→ DESCRIPTION OF THE TASK:
In your answer, copy every entry that follows exactly.

→ DATA UNDER STUDY:
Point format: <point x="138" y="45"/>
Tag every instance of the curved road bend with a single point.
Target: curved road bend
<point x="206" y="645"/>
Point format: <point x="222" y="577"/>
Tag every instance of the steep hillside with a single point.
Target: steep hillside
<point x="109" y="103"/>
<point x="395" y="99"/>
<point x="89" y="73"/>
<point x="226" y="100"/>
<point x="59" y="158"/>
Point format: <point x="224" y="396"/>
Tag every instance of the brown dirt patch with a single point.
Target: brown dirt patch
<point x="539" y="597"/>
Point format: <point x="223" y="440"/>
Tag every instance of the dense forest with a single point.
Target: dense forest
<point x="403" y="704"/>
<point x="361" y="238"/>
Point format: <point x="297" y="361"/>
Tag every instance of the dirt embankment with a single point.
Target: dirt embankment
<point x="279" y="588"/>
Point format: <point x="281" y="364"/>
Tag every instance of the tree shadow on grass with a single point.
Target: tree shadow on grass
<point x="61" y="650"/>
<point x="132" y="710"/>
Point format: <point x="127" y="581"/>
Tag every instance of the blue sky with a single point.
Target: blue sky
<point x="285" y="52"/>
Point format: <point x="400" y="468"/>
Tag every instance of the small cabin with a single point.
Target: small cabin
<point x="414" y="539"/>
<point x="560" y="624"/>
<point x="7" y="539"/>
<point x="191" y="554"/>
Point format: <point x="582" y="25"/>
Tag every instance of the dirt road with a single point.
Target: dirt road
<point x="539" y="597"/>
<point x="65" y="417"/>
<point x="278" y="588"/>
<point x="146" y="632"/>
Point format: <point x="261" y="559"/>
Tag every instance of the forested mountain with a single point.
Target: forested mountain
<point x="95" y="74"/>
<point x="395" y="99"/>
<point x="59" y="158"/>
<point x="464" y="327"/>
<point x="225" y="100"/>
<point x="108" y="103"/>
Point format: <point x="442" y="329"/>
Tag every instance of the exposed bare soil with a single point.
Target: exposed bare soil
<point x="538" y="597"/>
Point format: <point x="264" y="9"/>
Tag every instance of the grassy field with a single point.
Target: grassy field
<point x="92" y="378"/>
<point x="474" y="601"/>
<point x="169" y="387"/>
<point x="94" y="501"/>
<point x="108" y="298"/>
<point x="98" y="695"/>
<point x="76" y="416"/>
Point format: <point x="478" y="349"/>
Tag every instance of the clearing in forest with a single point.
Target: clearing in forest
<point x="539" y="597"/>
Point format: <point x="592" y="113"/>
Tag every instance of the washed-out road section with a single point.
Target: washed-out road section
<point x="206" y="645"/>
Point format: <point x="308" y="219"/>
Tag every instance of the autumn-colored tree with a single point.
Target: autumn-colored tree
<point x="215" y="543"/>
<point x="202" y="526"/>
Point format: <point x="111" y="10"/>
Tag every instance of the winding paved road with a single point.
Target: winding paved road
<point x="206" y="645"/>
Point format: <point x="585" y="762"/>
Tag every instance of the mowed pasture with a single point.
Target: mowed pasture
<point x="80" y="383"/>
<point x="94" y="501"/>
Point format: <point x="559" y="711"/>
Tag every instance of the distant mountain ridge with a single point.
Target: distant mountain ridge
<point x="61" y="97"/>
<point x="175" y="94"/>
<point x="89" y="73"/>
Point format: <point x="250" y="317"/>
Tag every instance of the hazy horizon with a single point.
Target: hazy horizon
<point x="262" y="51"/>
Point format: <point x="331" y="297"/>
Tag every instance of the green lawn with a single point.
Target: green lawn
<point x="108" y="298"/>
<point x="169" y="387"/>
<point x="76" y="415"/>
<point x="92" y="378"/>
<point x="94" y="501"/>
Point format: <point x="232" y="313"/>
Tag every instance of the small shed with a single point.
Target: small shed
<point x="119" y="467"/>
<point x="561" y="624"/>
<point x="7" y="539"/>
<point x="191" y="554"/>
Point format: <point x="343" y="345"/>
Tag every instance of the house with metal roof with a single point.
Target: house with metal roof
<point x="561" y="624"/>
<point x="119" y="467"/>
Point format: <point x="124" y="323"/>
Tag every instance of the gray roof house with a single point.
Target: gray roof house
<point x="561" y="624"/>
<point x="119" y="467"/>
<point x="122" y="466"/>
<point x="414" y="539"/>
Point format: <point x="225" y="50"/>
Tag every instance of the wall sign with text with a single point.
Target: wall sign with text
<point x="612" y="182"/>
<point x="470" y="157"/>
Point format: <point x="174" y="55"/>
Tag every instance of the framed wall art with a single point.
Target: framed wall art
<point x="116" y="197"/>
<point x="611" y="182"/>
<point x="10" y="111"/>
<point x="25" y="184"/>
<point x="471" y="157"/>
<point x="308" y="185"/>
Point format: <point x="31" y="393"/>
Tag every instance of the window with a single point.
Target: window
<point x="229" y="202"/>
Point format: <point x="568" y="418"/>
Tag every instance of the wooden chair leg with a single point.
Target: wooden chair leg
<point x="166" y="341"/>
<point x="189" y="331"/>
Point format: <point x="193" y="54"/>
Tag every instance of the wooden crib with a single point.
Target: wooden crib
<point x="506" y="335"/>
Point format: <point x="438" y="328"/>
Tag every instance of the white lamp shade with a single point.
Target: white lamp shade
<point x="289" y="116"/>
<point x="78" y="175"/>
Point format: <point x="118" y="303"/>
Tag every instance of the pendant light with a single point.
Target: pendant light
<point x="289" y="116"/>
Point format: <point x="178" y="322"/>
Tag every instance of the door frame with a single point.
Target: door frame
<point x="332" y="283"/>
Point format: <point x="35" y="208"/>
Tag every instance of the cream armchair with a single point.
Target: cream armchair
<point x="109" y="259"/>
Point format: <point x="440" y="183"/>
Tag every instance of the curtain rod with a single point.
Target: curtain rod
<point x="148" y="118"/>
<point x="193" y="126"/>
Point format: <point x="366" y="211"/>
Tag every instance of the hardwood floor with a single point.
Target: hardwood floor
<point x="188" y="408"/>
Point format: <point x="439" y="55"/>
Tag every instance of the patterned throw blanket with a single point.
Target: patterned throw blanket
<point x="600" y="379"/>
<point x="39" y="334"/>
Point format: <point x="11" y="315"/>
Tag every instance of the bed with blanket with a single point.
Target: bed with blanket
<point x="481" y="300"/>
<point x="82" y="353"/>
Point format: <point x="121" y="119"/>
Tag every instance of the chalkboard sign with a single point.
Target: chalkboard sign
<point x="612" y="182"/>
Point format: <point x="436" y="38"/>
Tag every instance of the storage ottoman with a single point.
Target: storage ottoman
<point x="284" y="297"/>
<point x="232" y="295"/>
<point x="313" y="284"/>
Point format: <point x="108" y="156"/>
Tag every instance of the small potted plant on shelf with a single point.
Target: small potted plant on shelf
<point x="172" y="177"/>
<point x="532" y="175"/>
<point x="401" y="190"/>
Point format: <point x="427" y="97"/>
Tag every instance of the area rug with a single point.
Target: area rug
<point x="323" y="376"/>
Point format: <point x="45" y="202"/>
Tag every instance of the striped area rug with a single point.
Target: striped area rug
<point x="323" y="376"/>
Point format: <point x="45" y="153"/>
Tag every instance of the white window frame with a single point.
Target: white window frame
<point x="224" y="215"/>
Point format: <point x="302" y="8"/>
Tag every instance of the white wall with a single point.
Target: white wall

→ SOLUTION TO THE PROBLEM:
Point format: <point x="138" y="45"/>
Tag every instance of the curved road bend with a single point.
Target: curved road bend
<point x="206" y="645"/>
Point format: <point x="222" y="577"/>
Tag every instance of the steep hillside with a single point.
Target: steep hillside
<point x="109" y="103"/>
<point x="395" y="99"/>
<point x="89" y="73"/>
<point x="226" y="100"/>
<point x="59" y="158"/>
Point format: <point x="224" y="396"/>
Tag every instance of the brown dirt patch with a single point.
Target: brown dirt patch
<point x="539" y="597"/>
Point format: <point x="223" y="440"/>
Tag every instance of the dense forest with a single point.
Target: dense forest
<point x="403" y="704"/>
<point x="361" y="238"/>
Point format: <point x="297" y="361"/>
Tag every instance of the dirt embankment with a single point.
Target: dirt embankment
<point x="279" y="588"/>
Point format: <point x="281" y="364"/>
Tag every instance of the tree shadow on grass with a single point.
Target: tree shadow on grass
<point x="61" y="650"/>
<point x="132" y="710"/>
Point format: <point x="127" y="581"/>
Tag every instance of the blue sky with a single point.
Target: blue sky
<point x="285" y="52"/>
Point format: <point x="400" y="468"/>
Tag every instance of the small cabin with a single point.
Target: small cabin
<point x="414" y="539"/>
<point x="560" y="624"/>
<point x="7" y="539"/>
<point x="191" y="554"/>
Point format: <point x="582" y="25"/>
Tag every instance of the dirt road with a single point.
Target: dirt road
<point x="539" y="597"/>
<point x="65" y="417"/>
<point x="278" y="588"/>
<point x="146" y="632"/>
Point format: <point x="261" y="559"/>
Tag every instance of the forested mountain with a single point.
Target: forested mountain
<point x="95" y="74"/>
<point x="395" y="99"/>
<point x="59" y="158"/>
<point x="464" y="327"/>
<point x="225" y="100"/>
<point x="108" y="103"/>
Point format: <point x="442" y="329"/>
Tag every instance of the exposed bare soil with a single point.
Target: exposed bare soil
<point x="538" y="597"/>
Point format: <point x="264" y="9"/>
Tag every instance of the grassy field with a single point.
Target: grassy field
<point x="92" y="378"/>
<point x="474" y="601"/>
<point x="169" y="387"/>
<point x="94" y="501"/>
<point x="108" y="298"/>
<point x="98" y="695"/>
<point x="76" y="416"/>
Point format: <point x="478" y="349"/>
Tag every instance of the clearing in forest with a single point.
Target: clearing in forest
<point x="539" y="597"/>
Point format: <point x="592" y="113"/>
Tag every instance of the washed-out road section with a single point.
Target: washed-out road section
<point x="206" y="645"/>
Point format: <point x="308" y="219"/>
Tag every instance of the autumn-colored tree with a single point.
Target: autumn-colored tree
<point x="215" y="543"/>
<point x="202" y="526"/>
Point format: <point x="111" y="10"/>
Tag every instance of the winding paved road with a single point.
Target: winding paved road
<point x="206" y="645"/>
Point format: <point x="585" y="762"/>
Tag every instance of the mowed pasture with a single point.
Target: mowed pasture
<point x="80" y="383"/>
<point x="94" y="501"/>
Point format: <point x="559" y="711"/>
Tag every instance of the distant mountain ridge with a single point.
Target: distant mountain ridge
<point x="61" y="97"/>
<point x="175" y="94"/>
<point x="89" y="73"/>
Point format: <point x="250" y="317"/>
Tag every instance of the hazy horizon with a single point.
Target: hazy horizon
<point x="262" y="51"/>
Point format: <point x="331" y="297"/>
Tag every instance of the green lawn with a single point.
Target: green lawn
<point x="108" y="298"/>
<point x="169" y="387"/>
<point x="76" y="415"/>
<point x="92" y="378"/>
<point x="94" y="501"/>
Point format: <point x="232" y="313"/>
Tag every instance of the small shed with a single point.
Target: small shed
<point x="119" y="467"/>
<point x="561" y="624"/>
<point x="7" y="539"/>
<point x="191" y="554"/>
Point format: <point x="343" y="345"/>
Tag every instance of the house with metal roof with a single point.
Target: house with metal roof
<point x="561" y="624"/>
<point x="119" y="467"/>
Point format: <point x="124" y="323"/>
Tag every instance of the gray roof house with a single point.
Target: gray roof house
<point x="561" y="624"/>
<point x="119" y="467"/>
<point x="122" y="466"/>
<point x="414" y="539"/>
Point format: <point x="225" y="50"/>
Tag every instance of the wall sign with text with a single point.
Target: wall sign with text
<point x="612" y="182"/>
<point x="470" y="157"/>
Point format: <point x="174" y="55"/>
Tag every instance of the framed wall art with a single point.
Target: framed wall art
<point x="116" y="197"/>
<point x="611" y="182"/>
<point x="10" y="111"/>
<point x="25" y="184"/>
<point x="471" y="157"/>
<point x="308" y="185"/>
Point format: <point x="31" y="393"/>
Tag every instance of the window with a single point.
Target: window
<point x="229" y="202"/>
Point format: <point x="568" y="418"/>
Tag every instance of the wooden chair leg with a single point.
Target: wooden chair leg
<point x="166" y="341"/>
<point x="189" y="331"/>
Point format: <point x="193" y="54"/>
Tag every instance of the wooden crib with a single point.
Target: wooden crib
<point x="506" y="335"/>
Point format: <point x="438" y="328"/>
Tag every instance of the white lamp shade with a single point.
Target: white lamp shade
<point x="289" y="116"/>
<point x="78" y="175"/>
Point format: <point x="118" y="303"/>
Tag every instance of the pendant light with a single point.
Target: pendant light
<point x="289" y="116"/>
Point format: <point x="178" y="322"/>
Tag every instance of the door frame with a single point.
Target: door frame
<point x="332" y="283"/>
Point format: <point x="35" y="208"/>
Tag every instance of the cream armchair with a single point.
Target: cream armchair
<point x="109" y="259"/>
Point format: <point x="440" y="183"/>
Tag every instance of the curtain rod with a single point.
Target: curtain rod
<point x="148" y="118"/>
<point x="193" y="126"/>
Point format: <point x="366" y="211"/>
Tag every instance of the hardwood floor with a single point.
Target: hardwood floor
<point x="188" y="408"/>
Point format: <point x="439" y="55"/>
Tag every instance of the patterned throw blanket with a single point.
Target: patterned throw blanket
<point x="600" y="379"/>
<point x="39" y="334"/>
Point format: <point x="11" y="315"/>
Tag every instance of the bed with blanket with a single point.
Target: bed with blanket
<point x="481" y="300"/>
<point x="82" y="353"/>
Point format: <point x="121" y="119"/>
Tag every instance of the chalkboard sign with a single point.
Target: chalkboard sign
<point x="612" y="182"/>
Point format: <point x="436" y="38"/>
Tag every instance of the storage ottoman with a single point.
Target: storage ottoman
<point x="284" y="297"/>
<point x="232" y="295"/>
<point x="313" y="284"/>
Point format: <point x="108" y="156"/>
Tag every instance of the small potted plant on shelf with a single point.
Target: small potted plant on shelf
<point x="172" y="177"/>
<point x="532" y="175"/>
<point x="401" y="190"/>
Point format: <point x="427" y="97"/>
Tag every instance of the area rug with a single point.
Target: area rug
<point x="323" y="376"/>
Point format: <point x="45" y="202"/>
Tag every instance of the striped area rug with a single point.
Target: striped area rug
<point x="323" y="376"/>
Point format: <point x="45" y="153"/>
Tag every instance of the white window frame with a single point.
Target: white window frame
<point x="224" y="215"/>
Point format: <point x="302" y="8"/>
Tag every instance of the white wall with a single point.
Target: white wall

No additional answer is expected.